### Goal a
Reproduce the passage of the market commentary starting with "Markets finished the" and going on through "its 2% target.", without changing a word.

---------- Text shown ----------

Two steps forward, two steps back. High inflation remains front and center. – C.J. Lawrence – Market Commentary – 10/7/2022

Markets finished the week up 1.8%.  Recent economic data continues to be good for workers and bad for markets. We are still adding jobs at a healthy 250,000+ monthly rate.  The unemployment rate remains at a very low 3.5%.  This is consistent with tight labor markets and continued inflationary pressures from wages. The bottom line is the economy in the US is still too strong for a Federal Reserve, which is hell-bent on putting the economy into a recession to get inflation back down to its 2% target. 

The job-openings (JOLTs) data earlier this week gave the Fed (and markets) some better news, with approximately 1.1 million fewer job openings. It is clear the economy is slowing, and some of the slack in tight labor markets is being absorbed.  All eyes are on the September inflation number next week, which will be market-moving.  We will watch if the core inflation data measures services (PCE ex-food and energy) remain stubbornly high. It was last month’s core-inflation data that took the market back down to the June low. Looking at the various components, including housing and labor, we may get some relief on the housing front.  Apartment demand fell again in Q3, a first since December 2020.  Vacancy rates for apartments remain very low at 4.1% but up 1% in Q3.  Falling residential home prices, especially on the high end, combined with high mortgage rates and an increasing supply of homes (see chart), should put a lid on housing inflation. Our base case remains that inflation will continue to slow and that longer-term interest rates are near a peak.

----------

### Goal b
Gather every line of the listing below that contains the string "outstretched", treating uppercase and lowercase as different.

---------- Source data ----------

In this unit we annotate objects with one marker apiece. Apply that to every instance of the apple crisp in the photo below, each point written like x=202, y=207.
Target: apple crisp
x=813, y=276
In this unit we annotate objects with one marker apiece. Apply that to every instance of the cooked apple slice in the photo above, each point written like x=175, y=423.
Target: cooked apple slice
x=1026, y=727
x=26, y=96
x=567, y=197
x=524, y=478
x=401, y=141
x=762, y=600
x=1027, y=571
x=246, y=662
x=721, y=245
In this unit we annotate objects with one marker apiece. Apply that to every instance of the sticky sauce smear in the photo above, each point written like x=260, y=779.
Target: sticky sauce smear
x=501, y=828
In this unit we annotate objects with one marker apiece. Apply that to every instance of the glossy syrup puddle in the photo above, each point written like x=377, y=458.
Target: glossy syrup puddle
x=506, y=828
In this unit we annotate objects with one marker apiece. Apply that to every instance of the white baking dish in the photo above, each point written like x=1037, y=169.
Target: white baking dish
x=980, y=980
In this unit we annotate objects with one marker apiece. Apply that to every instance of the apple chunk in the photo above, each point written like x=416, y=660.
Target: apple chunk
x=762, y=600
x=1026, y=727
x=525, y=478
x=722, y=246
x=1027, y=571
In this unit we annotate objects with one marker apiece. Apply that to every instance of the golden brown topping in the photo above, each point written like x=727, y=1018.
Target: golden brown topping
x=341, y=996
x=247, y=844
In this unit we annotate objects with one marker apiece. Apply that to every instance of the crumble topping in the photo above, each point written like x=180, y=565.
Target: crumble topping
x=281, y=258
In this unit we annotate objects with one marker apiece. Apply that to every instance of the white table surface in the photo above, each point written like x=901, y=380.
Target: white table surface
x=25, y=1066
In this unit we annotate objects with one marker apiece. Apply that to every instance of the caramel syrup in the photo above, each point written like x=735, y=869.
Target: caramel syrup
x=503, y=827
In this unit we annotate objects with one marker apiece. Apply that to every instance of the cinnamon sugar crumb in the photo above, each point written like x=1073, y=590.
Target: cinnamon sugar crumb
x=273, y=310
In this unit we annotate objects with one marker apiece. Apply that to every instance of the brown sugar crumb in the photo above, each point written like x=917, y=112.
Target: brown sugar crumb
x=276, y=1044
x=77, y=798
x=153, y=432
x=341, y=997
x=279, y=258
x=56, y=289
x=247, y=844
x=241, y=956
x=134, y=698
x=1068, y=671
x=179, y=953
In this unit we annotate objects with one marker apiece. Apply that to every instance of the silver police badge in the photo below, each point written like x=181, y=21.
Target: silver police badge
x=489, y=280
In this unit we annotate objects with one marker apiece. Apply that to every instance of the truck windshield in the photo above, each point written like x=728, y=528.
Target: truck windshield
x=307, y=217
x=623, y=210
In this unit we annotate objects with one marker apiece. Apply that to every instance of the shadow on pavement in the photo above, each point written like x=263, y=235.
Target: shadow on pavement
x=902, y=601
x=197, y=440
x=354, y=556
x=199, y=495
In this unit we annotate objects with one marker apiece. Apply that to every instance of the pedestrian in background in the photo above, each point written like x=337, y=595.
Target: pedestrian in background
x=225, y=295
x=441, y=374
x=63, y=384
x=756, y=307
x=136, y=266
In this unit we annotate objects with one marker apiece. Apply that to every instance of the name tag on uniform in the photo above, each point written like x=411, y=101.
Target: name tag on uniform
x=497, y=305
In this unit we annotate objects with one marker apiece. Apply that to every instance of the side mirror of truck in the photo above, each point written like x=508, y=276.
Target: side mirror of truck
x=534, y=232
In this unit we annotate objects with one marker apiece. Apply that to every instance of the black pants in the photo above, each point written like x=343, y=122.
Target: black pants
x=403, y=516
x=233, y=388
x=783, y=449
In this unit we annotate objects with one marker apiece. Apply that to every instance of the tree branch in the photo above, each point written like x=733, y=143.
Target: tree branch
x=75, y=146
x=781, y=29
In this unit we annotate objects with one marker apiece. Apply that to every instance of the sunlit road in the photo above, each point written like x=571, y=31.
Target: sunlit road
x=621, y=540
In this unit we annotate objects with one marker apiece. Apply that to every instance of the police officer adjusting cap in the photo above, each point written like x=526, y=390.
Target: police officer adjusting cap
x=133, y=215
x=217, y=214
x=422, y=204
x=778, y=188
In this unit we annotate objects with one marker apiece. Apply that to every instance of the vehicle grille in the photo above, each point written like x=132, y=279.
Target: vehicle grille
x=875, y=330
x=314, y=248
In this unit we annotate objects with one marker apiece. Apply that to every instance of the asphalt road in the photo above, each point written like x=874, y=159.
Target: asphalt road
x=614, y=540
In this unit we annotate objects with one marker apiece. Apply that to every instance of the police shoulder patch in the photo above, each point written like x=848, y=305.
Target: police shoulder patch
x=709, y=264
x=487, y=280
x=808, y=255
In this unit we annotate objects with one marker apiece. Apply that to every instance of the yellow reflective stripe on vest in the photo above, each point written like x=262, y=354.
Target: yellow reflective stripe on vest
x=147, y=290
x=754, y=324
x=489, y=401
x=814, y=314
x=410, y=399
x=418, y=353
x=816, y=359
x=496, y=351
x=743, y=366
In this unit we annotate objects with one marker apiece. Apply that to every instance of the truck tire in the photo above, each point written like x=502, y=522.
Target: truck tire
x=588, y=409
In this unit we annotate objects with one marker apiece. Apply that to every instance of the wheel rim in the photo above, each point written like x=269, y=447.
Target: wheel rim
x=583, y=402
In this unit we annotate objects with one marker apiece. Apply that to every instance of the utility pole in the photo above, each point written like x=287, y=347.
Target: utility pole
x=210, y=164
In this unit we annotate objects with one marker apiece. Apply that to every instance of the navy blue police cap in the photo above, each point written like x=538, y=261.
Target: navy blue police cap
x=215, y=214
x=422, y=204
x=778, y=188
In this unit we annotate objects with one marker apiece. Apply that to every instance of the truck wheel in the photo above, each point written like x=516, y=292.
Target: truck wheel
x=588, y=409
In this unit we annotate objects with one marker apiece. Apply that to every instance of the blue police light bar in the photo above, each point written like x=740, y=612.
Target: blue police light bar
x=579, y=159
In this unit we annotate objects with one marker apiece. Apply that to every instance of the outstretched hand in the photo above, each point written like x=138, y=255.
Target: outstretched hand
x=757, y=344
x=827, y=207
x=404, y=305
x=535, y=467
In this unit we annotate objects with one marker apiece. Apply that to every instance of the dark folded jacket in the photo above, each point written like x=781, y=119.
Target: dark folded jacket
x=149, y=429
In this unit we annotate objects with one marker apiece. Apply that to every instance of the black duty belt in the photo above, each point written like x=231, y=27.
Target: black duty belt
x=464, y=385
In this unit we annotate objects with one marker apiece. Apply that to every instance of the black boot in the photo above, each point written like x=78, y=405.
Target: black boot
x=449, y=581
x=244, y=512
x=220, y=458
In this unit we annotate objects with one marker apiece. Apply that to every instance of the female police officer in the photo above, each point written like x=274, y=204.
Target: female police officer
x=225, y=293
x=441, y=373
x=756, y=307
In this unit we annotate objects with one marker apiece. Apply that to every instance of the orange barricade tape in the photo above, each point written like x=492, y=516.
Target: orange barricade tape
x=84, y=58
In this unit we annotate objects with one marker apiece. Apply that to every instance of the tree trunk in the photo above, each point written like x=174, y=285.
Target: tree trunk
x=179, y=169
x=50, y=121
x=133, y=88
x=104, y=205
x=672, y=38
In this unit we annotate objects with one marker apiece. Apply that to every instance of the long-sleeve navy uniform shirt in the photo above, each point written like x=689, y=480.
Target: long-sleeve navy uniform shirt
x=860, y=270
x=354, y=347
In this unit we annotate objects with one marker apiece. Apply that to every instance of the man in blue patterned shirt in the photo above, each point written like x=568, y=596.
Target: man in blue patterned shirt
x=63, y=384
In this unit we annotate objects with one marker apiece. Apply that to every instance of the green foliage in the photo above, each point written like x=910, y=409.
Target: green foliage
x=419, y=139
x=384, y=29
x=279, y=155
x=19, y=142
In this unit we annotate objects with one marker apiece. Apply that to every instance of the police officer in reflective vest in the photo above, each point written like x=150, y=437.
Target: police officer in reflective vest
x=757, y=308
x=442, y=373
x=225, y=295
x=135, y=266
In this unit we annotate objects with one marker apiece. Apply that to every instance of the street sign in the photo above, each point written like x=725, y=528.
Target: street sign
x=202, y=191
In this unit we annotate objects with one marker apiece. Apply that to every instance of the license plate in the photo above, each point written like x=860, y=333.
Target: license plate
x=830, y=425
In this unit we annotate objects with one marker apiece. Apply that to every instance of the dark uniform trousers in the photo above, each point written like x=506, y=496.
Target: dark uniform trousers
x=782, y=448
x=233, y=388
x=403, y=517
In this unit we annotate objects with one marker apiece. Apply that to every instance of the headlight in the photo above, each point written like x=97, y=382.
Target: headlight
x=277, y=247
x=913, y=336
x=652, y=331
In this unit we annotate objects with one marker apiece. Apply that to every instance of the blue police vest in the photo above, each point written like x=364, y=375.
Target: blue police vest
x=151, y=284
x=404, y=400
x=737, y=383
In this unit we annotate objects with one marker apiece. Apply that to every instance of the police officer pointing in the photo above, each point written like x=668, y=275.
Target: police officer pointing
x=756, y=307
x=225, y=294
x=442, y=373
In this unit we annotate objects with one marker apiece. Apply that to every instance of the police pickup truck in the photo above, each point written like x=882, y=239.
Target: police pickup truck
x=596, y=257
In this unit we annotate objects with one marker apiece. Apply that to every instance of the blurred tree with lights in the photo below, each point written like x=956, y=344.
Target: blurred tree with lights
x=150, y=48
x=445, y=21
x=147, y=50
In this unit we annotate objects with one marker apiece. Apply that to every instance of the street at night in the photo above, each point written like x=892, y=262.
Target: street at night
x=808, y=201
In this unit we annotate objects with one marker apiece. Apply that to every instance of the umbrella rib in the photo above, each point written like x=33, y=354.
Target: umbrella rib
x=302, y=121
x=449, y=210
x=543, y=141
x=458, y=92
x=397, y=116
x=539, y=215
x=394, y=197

----------

### Solution a
Markets finished the week up 1.8%.  Recent economic data continues to be good for workers and bad for markets. We are still adding jobs at a healthy 250,000+ monthly rate.  The unemployment rate remains at a very low 3.5%.  This is consistent with tight labor markets and continued inflationary pressures from wages. The bottom line is the economy in the US is still too strong for a Federal Reserve, which is hell-bent on putting the economy into a recession to get inflation back down to its 2% target.

### Solution b
In this unit we annotate objects with one marker apiece. Apply that to every instance of the outstretched hand in the photo above, each point written like x=138, y=255.
Target: outstretched hand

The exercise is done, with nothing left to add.